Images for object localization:
============
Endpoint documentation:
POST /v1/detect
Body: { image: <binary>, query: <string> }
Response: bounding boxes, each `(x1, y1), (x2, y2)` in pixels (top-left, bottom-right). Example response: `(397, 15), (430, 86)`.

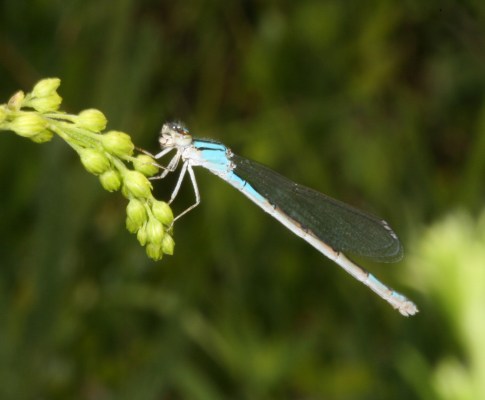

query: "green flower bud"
(99, 170), (121, 192)
(122, 170), (152, 199)
(31, 78), (61, 97)
(126, 199), (147, 228)
(9, 114), (47, 137)
(77, 109), (107, 132)
(126, 217), (138, 233)
(30, 130), (54, 143)
(26, 92), (62, 112)
(161, 234), (175, 255)
(8, 91), (25, 110)
(146, 243), (163, 261)
(136, 224), (148, 246)
(0, 107), (7, 125)
(151, 200), (174, 226)
(100, 130), (134, 157)
(146, 218), (164, 245)
(133, 154), (159, 177)
(79, 149), (110, 175)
============
▶ The problem:
Give back exactly the lines from the beginning of the records through the line containing "Response: bounding boxes, each", and only those.

▶ Expected output:
Endpoint documentation:
POST /v1/detect
Body: { image: <binary>, query: <string> }
Response: bounding boxes, each `(x1, y1), (x2, y2)` in pixels (top-left, bottom-right). Example response: `(397, 15), (430, 86)`.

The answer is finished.